[Start DATA RECORDS]
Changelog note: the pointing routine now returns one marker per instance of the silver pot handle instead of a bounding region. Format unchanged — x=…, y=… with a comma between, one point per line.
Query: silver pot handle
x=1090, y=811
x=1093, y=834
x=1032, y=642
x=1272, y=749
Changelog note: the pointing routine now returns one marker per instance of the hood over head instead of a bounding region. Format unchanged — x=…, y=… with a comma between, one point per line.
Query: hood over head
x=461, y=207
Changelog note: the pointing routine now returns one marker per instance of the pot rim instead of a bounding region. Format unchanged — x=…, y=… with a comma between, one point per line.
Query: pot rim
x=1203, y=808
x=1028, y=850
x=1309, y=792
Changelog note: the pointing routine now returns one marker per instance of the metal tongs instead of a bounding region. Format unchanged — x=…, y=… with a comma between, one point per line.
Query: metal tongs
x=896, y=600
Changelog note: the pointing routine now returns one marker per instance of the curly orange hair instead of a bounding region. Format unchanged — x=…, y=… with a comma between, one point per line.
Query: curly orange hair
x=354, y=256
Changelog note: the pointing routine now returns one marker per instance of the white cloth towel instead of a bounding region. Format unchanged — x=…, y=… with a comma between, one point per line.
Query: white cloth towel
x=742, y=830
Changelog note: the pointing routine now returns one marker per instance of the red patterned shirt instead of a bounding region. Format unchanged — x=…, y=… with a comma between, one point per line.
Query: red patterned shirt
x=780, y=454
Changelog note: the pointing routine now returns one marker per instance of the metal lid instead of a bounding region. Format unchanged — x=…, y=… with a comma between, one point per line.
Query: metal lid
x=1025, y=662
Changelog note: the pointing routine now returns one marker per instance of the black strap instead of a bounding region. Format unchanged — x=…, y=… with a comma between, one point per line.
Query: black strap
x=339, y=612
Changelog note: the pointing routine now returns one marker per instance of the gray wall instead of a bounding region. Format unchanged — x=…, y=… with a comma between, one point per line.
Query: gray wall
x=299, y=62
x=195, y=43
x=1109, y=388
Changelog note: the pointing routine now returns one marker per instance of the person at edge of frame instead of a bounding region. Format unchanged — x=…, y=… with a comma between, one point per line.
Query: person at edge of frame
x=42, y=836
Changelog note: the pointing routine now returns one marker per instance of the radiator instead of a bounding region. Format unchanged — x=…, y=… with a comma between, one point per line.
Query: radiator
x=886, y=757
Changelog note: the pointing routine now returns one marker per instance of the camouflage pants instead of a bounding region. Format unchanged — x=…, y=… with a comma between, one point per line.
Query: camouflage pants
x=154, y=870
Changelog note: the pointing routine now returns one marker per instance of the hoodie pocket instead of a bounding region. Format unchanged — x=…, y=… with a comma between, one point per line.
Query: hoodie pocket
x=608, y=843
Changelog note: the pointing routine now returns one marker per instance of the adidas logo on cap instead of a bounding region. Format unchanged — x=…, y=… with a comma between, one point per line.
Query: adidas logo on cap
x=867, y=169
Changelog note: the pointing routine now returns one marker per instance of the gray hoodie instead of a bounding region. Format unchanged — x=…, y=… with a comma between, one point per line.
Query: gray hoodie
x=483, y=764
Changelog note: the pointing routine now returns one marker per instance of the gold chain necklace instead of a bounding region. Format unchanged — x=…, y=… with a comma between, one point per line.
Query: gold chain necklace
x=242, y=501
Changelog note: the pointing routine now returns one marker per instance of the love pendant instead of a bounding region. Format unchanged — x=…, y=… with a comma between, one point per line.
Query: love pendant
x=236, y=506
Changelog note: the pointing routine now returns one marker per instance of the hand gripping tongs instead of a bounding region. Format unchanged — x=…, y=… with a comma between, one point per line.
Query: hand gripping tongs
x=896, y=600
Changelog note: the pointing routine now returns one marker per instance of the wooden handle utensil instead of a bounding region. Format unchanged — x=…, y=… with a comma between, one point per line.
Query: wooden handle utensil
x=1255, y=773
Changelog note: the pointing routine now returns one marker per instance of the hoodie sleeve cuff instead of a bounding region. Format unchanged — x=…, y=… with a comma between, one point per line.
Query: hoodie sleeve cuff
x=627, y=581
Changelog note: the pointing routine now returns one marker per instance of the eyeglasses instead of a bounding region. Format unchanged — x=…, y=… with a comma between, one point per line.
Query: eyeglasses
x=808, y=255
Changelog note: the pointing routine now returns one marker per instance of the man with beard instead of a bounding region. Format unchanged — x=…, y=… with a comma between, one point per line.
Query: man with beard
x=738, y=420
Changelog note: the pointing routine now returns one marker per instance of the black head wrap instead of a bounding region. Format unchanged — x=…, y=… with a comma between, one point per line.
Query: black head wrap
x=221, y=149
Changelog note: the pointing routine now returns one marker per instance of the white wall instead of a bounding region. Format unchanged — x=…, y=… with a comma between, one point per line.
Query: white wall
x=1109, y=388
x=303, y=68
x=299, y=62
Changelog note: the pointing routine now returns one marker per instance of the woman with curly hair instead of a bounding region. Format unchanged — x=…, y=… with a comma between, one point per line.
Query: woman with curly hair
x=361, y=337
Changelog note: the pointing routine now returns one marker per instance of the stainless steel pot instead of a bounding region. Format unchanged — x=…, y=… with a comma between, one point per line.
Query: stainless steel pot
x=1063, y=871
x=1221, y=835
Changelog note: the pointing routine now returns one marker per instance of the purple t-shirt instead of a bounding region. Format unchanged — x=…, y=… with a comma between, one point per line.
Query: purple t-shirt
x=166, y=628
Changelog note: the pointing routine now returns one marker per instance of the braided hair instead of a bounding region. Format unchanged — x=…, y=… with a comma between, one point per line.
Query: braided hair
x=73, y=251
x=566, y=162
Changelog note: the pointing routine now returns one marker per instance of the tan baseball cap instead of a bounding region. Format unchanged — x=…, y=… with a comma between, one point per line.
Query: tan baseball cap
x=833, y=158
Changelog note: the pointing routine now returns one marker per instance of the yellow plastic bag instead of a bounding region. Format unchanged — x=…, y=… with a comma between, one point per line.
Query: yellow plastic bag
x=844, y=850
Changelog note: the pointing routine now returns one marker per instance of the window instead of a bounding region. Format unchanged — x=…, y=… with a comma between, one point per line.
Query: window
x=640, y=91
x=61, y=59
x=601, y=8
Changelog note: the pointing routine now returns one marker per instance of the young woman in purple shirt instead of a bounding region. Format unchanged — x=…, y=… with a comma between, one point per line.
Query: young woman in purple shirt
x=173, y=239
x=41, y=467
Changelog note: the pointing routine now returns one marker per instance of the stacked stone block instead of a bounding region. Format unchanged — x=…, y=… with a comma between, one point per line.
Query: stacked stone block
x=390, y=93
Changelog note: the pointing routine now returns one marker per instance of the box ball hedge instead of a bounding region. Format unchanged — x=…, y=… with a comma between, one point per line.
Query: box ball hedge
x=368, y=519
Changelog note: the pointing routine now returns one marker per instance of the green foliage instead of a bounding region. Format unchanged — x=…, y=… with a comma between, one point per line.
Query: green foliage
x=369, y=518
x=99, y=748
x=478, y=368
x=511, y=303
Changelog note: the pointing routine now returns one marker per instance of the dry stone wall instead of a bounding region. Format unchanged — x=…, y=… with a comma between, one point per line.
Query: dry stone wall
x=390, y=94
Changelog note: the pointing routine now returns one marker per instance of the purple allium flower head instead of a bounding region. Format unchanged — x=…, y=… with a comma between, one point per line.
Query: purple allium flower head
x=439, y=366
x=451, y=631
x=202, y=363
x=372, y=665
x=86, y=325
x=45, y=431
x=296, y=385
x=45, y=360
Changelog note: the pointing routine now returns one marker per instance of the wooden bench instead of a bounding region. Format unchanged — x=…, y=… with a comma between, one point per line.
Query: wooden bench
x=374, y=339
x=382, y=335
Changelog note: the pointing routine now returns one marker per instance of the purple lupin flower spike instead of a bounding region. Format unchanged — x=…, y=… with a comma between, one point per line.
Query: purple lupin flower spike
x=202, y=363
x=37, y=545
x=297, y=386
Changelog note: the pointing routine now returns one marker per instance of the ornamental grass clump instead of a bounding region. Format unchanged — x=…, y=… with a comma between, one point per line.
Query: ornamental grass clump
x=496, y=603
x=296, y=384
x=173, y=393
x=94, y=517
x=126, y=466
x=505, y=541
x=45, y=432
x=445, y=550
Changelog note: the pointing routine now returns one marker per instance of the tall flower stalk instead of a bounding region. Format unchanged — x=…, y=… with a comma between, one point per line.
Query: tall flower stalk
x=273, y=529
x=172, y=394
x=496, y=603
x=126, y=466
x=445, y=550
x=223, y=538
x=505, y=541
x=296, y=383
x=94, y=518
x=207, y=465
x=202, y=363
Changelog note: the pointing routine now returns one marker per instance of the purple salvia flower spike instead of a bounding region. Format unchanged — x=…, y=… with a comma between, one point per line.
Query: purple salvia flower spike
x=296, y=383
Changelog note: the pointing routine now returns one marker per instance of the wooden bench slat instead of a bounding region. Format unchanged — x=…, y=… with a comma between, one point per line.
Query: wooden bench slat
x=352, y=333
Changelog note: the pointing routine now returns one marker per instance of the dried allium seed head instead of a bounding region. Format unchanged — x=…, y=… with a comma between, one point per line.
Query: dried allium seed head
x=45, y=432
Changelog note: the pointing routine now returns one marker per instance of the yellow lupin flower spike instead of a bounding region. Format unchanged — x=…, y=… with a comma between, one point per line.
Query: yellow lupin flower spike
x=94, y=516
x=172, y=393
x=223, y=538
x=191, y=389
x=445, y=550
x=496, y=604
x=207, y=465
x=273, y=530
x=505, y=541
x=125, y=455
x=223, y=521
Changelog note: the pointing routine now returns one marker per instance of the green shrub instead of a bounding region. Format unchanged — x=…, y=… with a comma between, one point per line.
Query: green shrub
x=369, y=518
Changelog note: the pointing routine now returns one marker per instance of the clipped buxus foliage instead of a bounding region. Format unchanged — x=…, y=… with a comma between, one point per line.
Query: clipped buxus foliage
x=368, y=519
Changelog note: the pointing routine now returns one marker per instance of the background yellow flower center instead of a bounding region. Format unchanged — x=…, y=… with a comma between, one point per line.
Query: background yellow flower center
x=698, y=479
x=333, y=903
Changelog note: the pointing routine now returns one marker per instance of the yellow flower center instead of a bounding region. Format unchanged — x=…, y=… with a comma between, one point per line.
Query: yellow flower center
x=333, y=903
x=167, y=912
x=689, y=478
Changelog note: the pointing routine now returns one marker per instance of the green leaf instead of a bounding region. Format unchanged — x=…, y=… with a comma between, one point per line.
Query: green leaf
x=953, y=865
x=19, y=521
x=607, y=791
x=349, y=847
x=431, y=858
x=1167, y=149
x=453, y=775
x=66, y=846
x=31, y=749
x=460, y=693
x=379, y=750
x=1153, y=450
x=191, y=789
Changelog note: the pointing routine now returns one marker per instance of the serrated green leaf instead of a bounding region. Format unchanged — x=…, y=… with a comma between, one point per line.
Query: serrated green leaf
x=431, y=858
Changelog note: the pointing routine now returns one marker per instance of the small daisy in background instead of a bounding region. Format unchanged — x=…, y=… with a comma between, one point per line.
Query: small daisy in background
[End DATA RECORDS]
- [WHAT IS NEEDED]: Lay out every line from the start of the records through the line containing "x=461, y=207", inclusive, as a JSON list of strings with one string per line and blank lines omitted.

- [ANSWER IN FULL]:
[
  "Changelog note: the pointing routine now returns one marker per instance of the silver pot handle instead of a bounding region. Format unchanged — x=…, y=… with a comma between, one point per line.",
  "Query: silver pot handle",
  "x=1090, y=811",
  "x=1093, y=834",
  "x=1032, y=642",
  "x=1272, y=749",
  "Changelog note: the pointing routine now returns one marker per instance of the hood over head instead of a bounding region. Format unchanged — x=…, y=… with a comma between, one point per line.",
  "Query: hood over head",
  "x=461, y=207"
]